What the task asks: Wherever the word "trumpet" appears in the entries, copy the whole line.

[Records from a dataset]
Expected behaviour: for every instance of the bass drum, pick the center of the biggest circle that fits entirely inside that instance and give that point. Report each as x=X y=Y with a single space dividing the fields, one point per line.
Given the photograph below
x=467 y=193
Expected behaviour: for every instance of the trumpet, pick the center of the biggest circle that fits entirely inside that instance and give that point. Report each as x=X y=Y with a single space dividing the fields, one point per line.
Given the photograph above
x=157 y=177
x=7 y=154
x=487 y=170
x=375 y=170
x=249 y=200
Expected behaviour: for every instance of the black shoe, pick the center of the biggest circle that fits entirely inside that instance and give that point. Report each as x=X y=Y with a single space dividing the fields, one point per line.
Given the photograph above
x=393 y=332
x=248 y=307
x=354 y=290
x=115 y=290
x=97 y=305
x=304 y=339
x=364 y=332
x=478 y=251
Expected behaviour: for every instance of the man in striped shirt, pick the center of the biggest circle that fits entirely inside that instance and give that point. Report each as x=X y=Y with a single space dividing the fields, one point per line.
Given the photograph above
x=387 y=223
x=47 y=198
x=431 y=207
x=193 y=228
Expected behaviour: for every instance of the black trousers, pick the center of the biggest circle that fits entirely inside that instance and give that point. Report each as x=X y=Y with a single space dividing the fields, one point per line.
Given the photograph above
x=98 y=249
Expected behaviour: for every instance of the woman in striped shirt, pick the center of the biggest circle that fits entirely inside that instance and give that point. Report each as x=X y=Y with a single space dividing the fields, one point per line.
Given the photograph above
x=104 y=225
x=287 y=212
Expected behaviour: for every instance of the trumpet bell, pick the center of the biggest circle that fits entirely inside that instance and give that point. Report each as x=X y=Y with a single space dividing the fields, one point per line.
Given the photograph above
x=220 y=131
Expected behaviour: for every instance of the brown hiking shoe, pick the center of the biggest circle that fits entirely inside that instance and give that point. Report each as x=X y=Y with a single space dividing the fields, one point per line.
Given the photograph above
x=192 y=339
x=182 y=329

Final answer:
Expected behaviour: for every instance of the trumpet, pick the center of the biggest circle that fits entirely inside that instance and give that point. Report each as x=X y=Y with a single space dividing the fields, one point per line.
Expected behaviour: for every instance of the trumpet bell, pick the center of the biggest circle that fits entirely inside that instance and give that point. Report each as x=X y=Y with a single space dividing the fields, one point per line.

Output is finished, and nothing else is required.